Task instructions
1. In the passage on MD relay neurons below, condense the paragraph that begins "We recorded only from well-isolated MD neurons" into a short bulleted list that keeps its main facts.
2. According to the passage on MD relay neurons below, how many of the MD relay neurons in the sample came from monkey C?

MD RELAY NEURONS. Identification of MD relay neurons was the crucial first step in our study because it explicitly confirmed the presence of a pathway from SC to MD to FEF. Every time we isolated a neuron in MD, we tried to activate it using stimulating electrodes in the SC and the FEF (Fig. 1A). All 47 MD relay neurons in our sample (17 from monkey B, 30 from monkey C) were orthodromically activated from the SC as evidenced by activations that always failed the collision test (Fig. 1B, bottom left) and stimulation-evoked action potentials that nearly always had jittery latencies (Fig. 1B, top and bottom left). All the MD neurons also were antidromically activated from the FEF, as evidenced by activations that always passed the collision test (Fig. 1B, bottom right) and stimulation-evoked action potentials that always had stable latencies (Fig. 1B, top right). These individual MD neurons therefore received SC input and projected to the FEF, verifying the existence of a pathway from SC to MD to FEF.

We recorded only from well-isolated MD neurons and were always confident that both the orthodromically and antidromically activated action potentials were produced by the same neuron. To confirm this, when time permitted we also used the relay collision test (Fig. 1C), which has been used previously for identifying thalamic relay neurons of other pathways (e.g., Deschênes et al. 1982; Zhu and Lo 1998). Instead of waiting for the MD neuron to fire spontaneously to perform the collision test, we made it fire by orthodromically activating it from the SC. The orthodromically activated action potential could annihilate an action potential evoked antidromically from the FEF only if both sets of action potentials were produced by the same MD neuron. This always occurred; every neuron tested (11/11) passed the relay collision test.

Study material
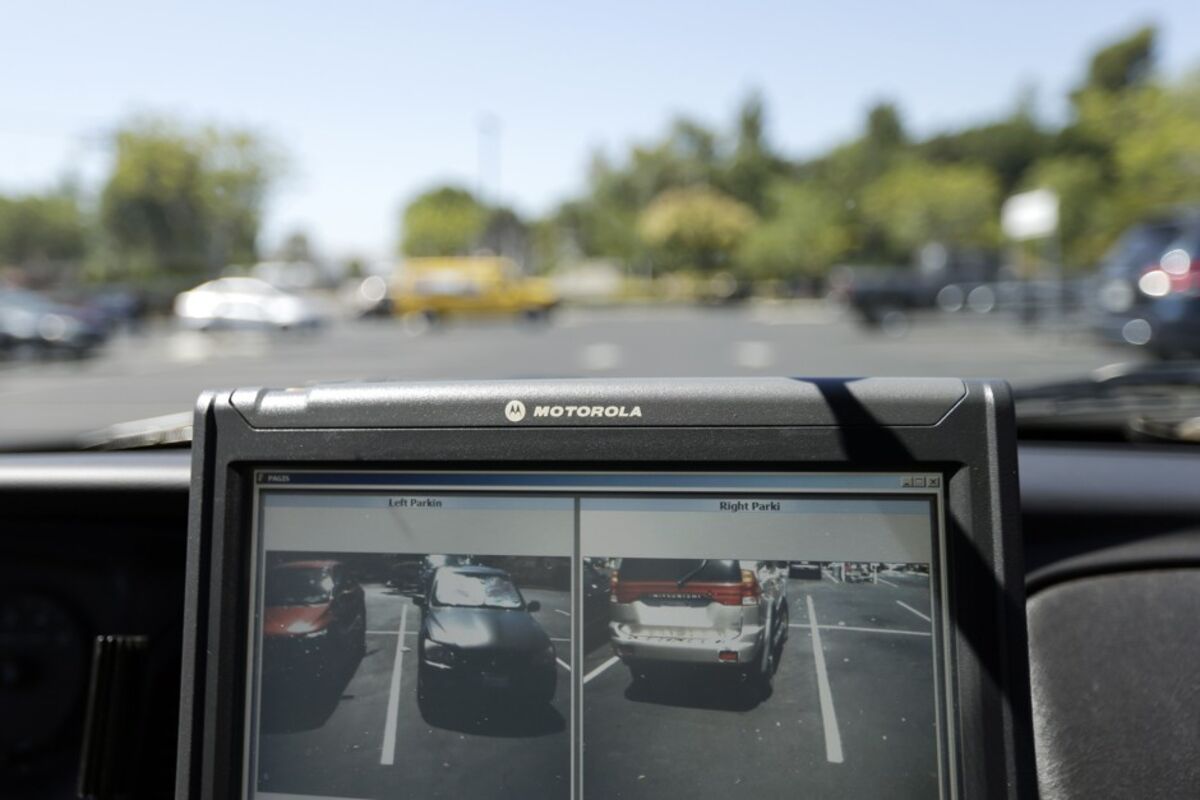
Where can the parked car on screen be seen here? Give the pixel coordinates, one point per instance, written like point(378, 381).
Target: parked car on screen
point(431, 564)
point(727, 613)
point(478, 636)
point(313, 620)
point(808, 570)
point(245, 304)
point(37, 326)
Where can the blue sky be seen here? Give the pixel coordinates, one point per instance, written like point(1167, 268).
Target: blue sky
point(376, 101)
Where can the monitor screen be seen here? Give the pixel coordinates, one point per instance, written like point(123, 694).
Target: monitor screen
point(600, 635)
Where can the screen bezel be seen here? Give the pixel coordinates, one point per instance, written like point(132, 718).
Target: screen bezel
point(942, 643)
point(972, 446)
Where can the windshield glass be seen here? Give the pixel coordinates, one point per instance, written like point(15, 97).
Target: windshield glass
point(475, 590)
point(413, 193)
point(298, 587)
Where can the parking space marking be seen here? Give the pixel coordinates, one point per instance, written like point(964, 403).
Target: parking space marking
point(828, 715)
point(915, 611)
point(600, 668)
point(389, 733)
point(863, 630)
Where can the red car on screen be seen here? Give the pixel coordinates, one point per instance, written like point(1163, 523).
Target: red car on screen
point(313, 620)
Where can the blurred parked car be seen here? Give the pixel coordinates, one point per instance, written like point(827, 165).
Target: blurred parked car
point(726, 613)
point(478, 635)
point(245, 304)
point(436, 288)
point(34, 325)
point(315, 619)
point(808, 570)
point(1149, 293)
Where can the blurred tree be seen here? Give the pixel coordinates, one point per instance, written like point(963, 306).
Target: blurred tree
point(41, 228)
point(696, 227)
point(443, 221)
point(184, 202)
point(804, 235)
point(1125, 64)
point(295, 247)
point(507, 234)
point(917, 203)
point(753, 164)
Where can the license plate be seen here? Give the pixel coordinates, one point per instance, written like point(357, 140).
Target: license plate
point(496, 681)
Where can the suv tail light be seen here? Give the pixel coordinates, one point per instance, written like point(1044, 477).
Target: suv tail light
point(750, 589)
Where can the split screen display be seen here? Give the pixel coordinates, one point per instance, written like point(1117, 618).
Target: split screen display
point(610, 637)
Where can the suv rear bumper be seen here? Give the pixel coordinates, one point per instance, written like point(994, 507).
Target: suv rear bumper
point(687, 650)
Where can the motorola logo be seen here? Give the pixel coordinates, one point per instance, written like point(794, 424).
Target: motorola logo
point(514, 410)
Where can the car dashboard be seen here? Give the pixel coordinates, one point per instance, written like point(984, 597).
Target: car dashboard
point(93, 545)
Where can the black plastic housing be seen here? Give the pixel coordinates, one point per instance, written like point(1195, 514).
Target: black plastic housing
point(963, 429)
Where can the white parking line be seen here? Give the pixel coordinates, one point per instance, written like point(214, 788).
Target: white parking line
point(864, 630)
point(828, 716)
point(915, 611)
point(600, 668)
point(389, 733)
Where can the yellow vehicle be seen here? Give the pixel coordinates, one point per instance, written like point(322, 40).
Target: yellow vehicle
point(441, 287)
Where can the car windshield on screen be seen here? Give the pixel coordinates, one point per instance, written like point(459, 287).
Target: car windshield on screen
point(455, 588)
point(681, 570)
point(714, 202)
point(298, 587)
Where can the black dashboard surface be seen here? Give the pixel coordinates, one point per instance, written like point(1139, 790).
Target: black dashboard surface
point(93, 543)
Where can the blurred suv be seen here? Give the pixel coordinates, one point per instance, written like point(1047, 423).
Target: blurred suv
point(315, 619)
point(245, 304)
point(727, 613)
point(35, 325)
point(1149, 292)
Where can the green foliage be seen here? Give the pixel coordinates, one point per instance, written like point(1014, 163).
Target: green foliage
point(917, 203)
point(443, 221)
point(805, 234)
point(297, 247)
point(1125, 64)
point(184, 200)
point(695, 227)
point(41, 228)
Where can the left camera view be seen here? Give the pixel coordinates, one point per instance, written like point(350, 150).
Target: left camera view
point(432, 675)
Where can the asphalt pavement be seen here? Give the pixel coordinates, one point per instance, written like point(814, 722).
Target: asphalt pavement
point(373, 741)
point(163, 370)
point(852, 713)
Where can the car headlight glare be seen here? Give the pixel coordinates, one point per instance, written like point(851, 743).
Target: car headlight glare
point(439, 654)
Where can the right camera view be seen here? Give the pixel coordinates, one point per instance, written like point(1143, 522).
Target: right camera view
point(732, 654)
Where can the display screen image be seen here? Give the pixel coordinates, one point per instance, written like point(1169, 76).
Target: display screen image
point(418, 636)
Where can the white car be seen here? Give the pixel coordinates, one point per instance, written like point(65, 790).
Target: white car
point(245, 302)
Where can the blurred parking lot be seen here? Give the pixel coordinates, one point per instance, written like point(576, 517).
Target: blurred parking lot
point(162, 370)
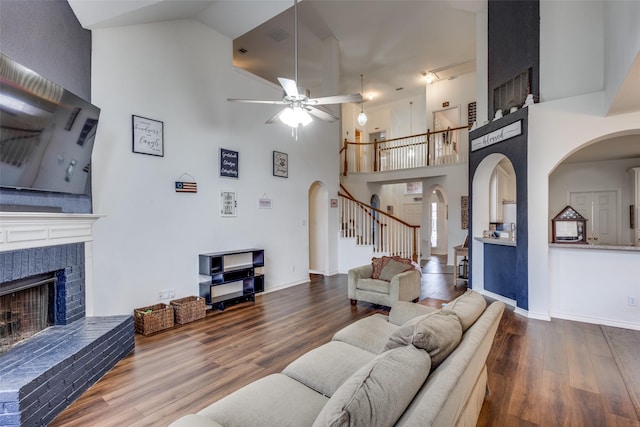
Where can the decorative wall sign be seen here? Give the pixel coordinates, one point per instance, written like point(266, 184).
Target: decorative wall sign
point(464, 212)
point(264, 203)
point(498, 135)
point(280, 164)
point(414, 187)
point(148, 136)
point(186, 186)
point(228, 203)
point(471, 113)
point(229, 163)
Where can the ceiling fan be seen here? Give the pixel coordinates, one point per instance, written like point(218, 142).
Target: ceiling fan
point(299, 106)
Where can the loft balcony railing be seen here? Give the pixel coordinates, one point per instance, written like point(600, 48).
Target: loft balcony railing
point(440, 147)
point(371, 226)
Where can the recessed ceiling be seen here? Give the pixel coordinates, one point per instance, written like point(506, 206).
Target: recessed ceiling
point(389, 41)
point(618, 148)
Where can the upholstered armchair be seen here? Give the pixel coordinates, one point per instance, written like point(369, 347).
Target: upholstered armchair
point(384, 281)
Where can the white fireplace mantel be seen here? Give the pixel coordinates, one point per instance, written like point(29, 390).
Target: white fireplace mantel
point(25, 230)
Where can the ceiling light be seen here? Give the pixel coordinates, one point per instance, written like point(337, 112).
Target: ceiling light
point(430, 77)
point(362, 117)
point(294, 116)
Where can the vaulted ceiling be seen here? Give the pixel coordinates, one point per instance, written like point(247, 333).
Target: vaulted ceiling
point(390, 42)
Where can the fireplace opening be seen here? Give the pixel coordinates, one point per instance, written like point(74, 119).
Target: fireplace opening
point(26, 308)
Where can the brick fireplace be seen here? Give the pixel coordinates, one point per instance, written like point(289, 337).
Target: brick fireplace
point(41, 375)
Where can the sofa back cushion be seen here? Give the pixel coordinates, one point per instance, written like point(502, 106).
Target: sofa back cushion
point(378, 265)
point(379, 392)
point(392, 268)
point(468, 306)
point(439, 333)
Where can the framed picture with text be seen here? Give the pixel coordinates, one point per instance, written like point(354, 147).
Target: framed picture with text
point(229, 163)
point(148, 136)
point(280, 164)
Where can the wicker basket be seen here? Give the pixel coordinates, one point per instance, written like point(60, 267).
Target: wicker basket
point(147, 320)
point(188, 309)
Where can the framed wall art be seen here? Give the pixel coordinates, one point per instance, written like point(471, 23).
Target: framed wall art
point(280, 164)
point(228, 203)
point(148, 136)
point(229, 163)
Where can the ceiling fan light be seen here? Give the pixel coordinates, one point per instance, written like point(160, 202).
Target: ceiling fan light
point(295, 116)
point(362, 118)
point(430, 77)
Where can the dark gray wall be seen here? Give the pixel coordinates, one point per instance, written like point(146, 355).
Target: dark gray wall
point(514, 283)
point(514, 43)
point(45, 35)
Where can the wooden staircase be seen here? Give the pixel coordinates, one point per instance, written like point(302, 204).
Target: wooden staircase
point(385, 233)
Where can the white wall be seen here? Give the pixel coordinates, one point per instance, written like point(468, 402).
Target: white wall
point(571, 29)
point(594, 176)
point(180, 72)
point(556, 129)
point(621, 44)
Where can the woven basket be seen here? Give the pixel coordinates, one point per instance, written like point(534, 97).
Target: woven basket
point(188, 309)
point(147, 320)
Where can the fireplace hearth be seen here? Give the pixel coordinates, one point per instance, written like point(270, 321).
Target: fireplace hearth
point(26, 308)
point(41, 374)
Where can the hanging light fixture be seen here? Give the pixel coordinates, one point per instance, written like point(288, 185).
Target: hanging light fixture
point(362, 117)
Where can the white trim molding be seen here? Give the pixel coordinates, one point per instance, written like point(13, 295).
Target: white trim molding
point(25, 230)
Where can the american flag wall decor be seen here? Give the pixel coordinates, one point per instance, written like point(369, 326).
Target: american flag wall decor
point(186, 187)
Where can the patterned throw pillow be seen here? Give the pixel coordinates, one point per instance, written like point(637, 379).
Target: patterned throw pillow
point(377, 264)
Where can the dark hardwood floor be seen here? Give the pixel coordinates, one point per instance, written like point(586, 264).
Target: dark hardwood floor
point(557, 373)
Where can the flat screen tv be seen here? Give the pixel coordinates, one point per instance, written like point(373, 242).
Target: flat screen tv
point(46, 133)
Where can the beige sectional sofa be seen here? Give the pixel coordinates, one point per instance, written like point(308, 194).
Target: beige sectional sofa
point(418, 366)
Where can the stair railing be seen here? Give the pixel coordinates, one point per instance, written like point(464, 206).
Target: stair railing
point(371, 226)
point(439, 147)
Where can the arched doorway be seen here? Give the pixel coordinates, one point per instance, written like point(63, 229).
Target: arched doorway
point(495, 212)
point(318, 228)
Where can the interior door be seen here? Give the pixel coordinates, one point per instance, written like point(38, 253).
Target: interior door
point(601, 210)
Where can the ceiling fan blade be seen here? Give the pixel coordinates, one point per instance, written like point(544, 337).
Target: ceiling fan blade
point(337, 99)
point(274, 118)
point(290, 87)
point(257, 101)
point(321, 113)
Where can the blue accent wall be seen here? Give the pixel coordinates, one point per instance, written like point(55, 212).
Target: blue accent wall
point(515, 149)
point(513, 36)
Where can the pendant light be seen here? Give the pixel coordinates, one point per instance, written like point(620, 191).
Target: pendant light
point(362, 117)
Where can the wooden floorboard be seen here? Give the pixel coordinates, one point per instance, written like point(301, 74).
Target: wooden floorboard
point(556, 373)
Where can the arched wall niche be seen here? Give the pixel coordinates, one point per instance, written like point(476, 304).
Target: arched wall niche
point(599, 168)
point(499, 268)
point(429, 192)
point(318, 228)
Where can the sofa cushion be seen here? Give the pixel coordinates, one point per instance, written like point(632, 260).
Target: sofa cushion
point(468, 306)
point(370, 333)
point(378, 393)
point(373, 285)
point(393, 268)
point(274, 400)
point(403, 311)
point(439, 333)
point(325, 368)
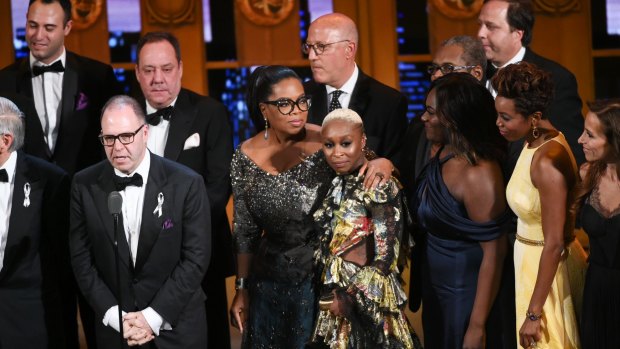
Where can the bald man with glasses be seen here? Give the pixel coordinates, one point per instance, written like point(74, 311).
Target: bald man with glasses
point(339, 83)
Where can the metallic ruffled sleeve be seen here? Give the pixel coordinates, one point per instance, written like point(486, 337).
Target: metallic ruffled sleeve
point(246, 233)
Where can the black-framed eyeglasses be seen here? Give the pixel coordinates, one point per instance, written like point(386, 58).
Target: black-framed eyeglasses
point(287, 105)
point(124, 138)
point(446, 68)
point(319, 47)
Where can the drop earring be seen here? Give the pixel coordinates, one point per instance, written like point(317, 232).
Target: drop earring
point(535, 132)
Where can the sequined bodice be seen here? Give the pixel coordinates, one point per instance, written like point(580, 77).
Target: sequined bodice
point(273, 214)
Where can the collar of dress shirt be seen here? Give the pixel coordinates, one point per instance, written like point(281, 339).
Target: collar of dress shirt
point(142, 169)
point(517, 58)
point(348, 86)
point(62, 59)
point(150, 109)
point(9, 165)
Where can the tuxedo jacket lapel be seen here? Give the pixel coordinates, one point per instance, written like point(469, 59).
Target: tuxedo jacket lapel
point(180, 125)
point(35, 142)
point(360, 96)
point(152, 222)
point(21, 217)
point(319, 104)
point(100, 191)
point(69, 93)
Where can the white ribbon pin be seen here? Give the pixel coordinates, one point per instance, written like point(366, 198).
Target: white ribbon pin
point(26, 194)
point(160, 203)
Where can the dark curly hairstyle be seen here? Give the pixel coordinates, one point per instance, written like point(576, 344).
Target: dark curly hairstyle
point(153, 37)
point(608, 113)
point(530, 87)
point(467, 110)
point(260, 87)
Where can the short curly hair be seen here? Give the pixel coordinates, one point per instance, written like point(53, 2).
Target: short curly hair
point(530, 87)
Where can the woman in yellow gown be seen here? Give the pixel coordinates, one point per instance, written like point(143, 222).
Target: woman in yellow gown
point(540, 191)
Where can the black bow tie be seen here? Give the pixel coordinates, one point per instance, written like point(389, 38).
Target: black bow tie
point(155, 118)
point(491, 70)
point(40, 69)
point(122, 182)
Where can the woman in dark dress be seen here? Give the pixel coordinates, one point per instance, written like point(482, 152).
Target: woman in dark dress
point(279, 178)
point(598, 201)
point(461, 207)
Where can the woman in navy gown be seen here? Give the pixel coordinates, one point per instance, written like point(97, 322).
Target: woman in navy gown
point(461, 208)
point(598, 200)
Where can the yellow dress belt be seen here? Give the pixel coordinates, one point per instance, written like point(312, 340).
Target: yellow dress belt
point(530, 242)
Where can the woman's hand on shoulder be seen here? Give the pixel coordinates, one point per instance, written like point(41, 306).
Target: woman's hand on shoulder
point(484, 196)
point(552, 166)
point(239, 310)
point(376, 172)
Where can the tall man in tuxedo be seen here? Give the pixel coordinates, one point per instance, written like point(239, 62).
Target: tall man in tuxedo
point(34, 216)
point(193, 130)
point(164, 244)
point(66, 92)
point(338, 83)
point(506, 32)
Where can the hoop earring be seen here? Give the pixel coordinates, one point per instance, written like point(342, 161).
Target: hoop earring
point(535, 132)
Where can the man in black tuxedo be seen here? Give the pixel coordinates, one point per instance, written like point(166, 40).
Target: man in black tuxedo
point(338, 83)
point(34, 203)
point(164, 245)
point(506, 32)
point(193, 130)
point(65, 92)
point(458, 54)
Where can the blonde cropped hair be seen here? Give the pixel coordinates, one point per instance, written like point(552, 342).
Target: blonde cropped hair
point(348, 115)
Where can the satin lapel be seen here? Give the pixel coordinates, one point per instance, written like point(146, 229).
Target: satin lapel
point(319, 105)
point(24, 80)
point(69, 94)
point(35, 143)
point(152, 222)
point(100, 192)
point(180, 125)
point(22, 217)
point(360, 96)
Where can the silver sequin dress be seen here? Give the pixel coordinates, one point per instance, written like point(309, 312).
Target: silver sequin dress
point(273, 221)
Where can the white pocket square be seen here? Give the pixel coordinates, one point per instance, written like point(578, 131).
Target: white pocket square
point(192, 141)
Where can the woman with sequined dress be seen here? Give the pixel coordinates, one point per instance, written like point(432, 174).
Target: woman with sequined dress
point(540, 192)
point(598, 204)
point(361, 232)
point(460, 207)
point(279, 178)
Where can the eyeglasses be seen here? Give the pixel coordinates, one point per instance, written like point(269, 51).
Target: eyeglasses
point(446, 68)
point(124, 138)
point(318, 48)
point(287, 105)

Per-task answers
1.
- Only well-isolated MD neurons were recorded, and the orthodromically and antidromically activated action potentials were always judged to come from the same neuron.
- When time permitted, this was confirmed with the relay collision test, previously used to identify thalamic relay neurons of other pathways.
- Instead of waiting for spontaneous firing, the MD neuron was made to fire by orthodromic activation from the SC.
- That action potential could annihilate one evoked antidromically from the FEF only if both came from the same MD neuron.
- This always occurred: all 11 neurons tested passed the relay collision test.

2. 30